= EXERCISE BRIEF =
In your copy, repeat the records exactly and leave out the pictures.

[start DATA LISTING]

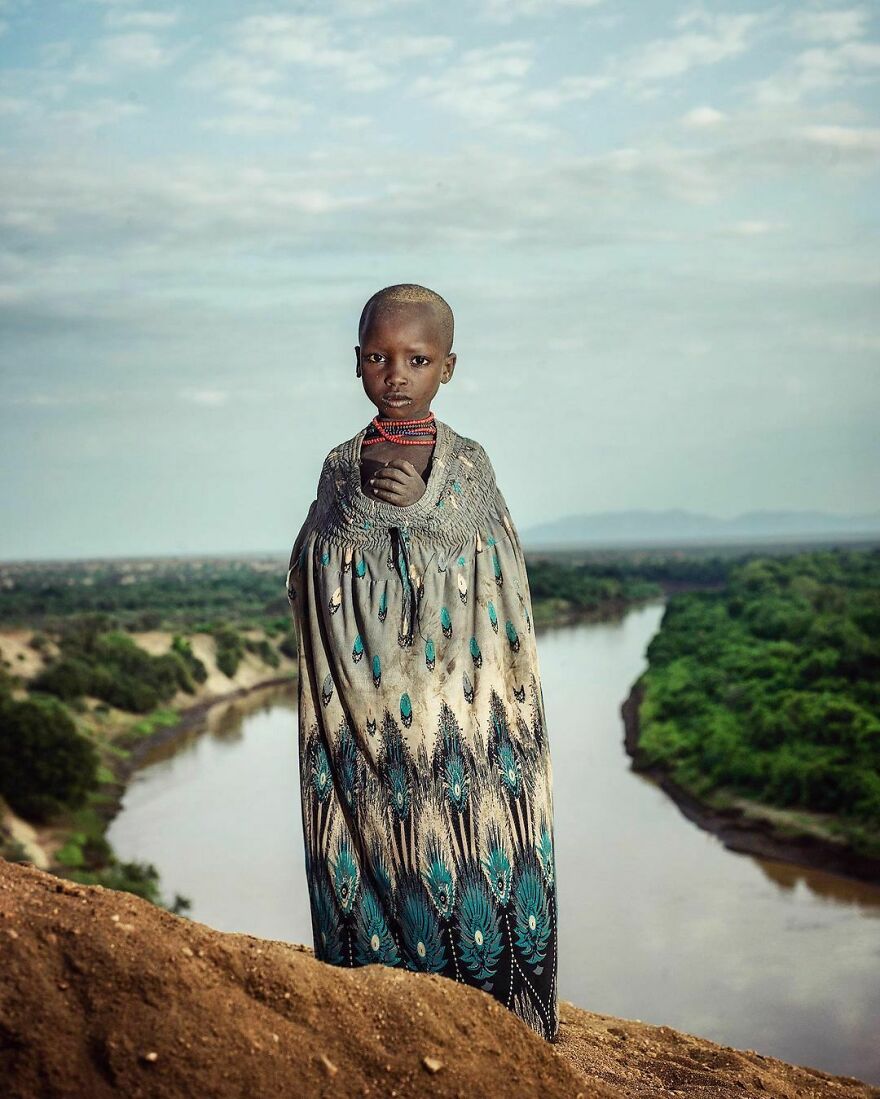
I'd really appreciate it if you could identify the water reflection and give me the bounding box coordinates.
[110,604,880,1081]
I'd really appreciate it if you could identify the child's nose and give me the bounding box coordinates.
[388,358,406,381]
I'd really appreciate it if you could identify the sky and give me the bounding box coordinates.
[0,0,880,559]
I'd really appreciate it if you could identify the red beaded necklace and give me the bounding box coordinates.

[end DATA LISTING]

= ANSWER TO THE EXERCISE =
I'd really appreciate it if you could identify the water reflection and give me the bounding box coordinates.
[110,604,880,1081]
I'd really appreciate it if you could identify the child's nose and give me the bounding box coordinates.
[388,358,406,381]
I'd really appreciate it if you could identify the sky and give me the bounding box coordinates.
[0,0,880,559]
I'd really appreciate it if you could identify the red beaded necklace and give me the bounding box coordinates.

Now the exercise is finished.